• [MATERIAL FOR THE TASK]:
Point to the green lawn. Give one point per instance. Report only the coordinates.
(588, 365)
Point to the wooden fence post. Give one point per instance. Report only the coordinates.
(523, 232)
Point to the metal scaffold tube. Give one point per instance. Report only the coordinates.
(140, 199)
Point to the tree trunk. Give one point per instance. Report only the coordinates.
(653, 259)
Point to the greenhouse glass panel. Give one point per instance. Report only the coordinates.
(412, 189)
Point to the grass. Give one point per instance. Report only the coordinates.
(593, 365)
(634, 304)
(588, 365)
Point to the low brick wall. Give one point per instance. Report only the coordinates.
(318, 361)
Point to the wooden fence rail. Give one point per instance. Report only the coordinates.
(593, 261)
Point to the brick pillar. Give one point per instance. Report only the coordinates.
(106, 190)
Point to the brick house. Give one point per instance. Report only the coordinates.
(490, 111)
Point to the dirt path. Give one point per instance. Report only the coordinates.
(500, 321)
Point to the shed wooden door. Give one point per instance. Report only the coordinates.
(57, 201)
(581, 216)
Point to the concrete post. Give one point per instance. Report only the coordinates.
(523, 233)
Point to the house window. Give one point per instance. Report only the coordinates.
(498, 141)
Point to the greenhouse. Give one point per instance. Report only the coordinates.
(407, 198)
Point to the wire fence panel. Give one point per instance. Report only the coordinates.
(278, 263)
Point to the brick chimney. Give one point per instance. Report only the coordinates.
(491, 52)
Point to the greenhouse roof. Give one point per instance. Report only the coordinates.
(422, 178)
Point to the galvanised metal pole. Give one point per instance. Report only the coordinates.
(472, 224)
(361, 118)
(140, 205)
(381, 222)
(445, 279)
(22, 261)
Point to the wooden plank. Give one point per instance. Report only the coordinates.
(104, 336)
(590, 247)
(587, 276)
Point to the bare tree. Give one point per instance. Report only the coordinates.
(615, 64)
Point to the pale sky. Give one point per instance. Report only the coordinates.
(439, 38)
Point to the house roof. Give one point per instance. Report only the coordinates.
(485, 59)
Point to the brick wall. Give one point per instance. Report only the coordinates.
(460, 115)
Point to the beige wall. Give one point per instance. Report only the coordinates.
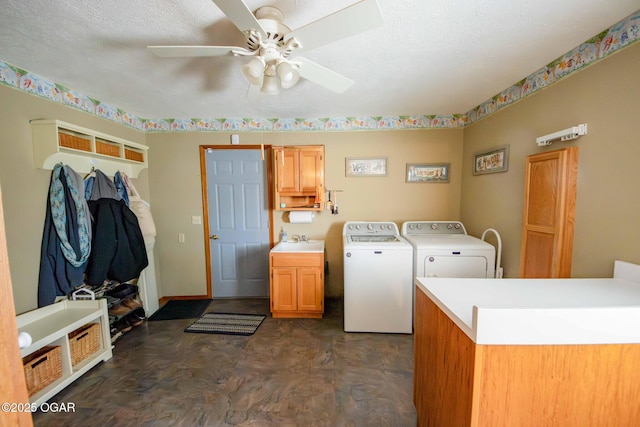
(25, 187)
(604, 96)
(607, 225)
(175, 180)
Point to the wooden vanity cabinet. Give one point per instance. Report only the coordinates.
(297, 284)
(299, 177)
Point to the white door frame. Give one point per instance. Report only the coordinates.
(205, 202)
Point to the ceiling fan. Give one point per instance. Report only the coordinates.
(272, 45)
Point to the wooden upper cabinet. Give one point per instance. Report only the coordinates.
(299, 177)
(548, 214)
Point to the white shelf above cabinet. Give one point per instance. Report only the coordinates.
(82, 149)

• [TASK TO CARRY OUT]:
Arrange the data as a two-column Markdown table headed Row and Data line, covering everything from the line with "Point to the brick wall." up to and including the final line of the data. Number the rows, skip blank lines, and leave the pictures out.

• [ANSWER TO THE PROBLEM]:
| Row | Data line |
|---|---|
| 1 | Point to the brick wall. Give one point per instance. Report only the coordinates. |
| 2 | (460, 115) |
| 3 | Point to the beige wall. Give one point per instance. Report only the coordinates. |
| 4 | (25, 187) |
| 5 | (604, 96) |
| 6 | (607, 225) |
| 7 | (175, 180) |
| 8 | Point to the wooden vanity cabinet. Give one point per instance. Report only the coordinates. |
| 9 | (297, 284) |
| 10 | (299, 177) |
| 11 | Point to the white door frame. Give one point per instance. Report only the coordinates. |
| 12 | (205, 202) |
| 13 | Point to the ceiling fan. Give one point per instance. Report only the coordinates. |
| 14 | (272, 45) |
| 15 | Point to the wooden upper cabinet. Give one point per instance. Report only the coordinates. |
| 16 | (299, 177) |
| 17 | (548, 214) |
| 18 | Point to the white shelf above cabinet. Give one point per instance. Report only the coordinates. |
| 19 | (82, 149) |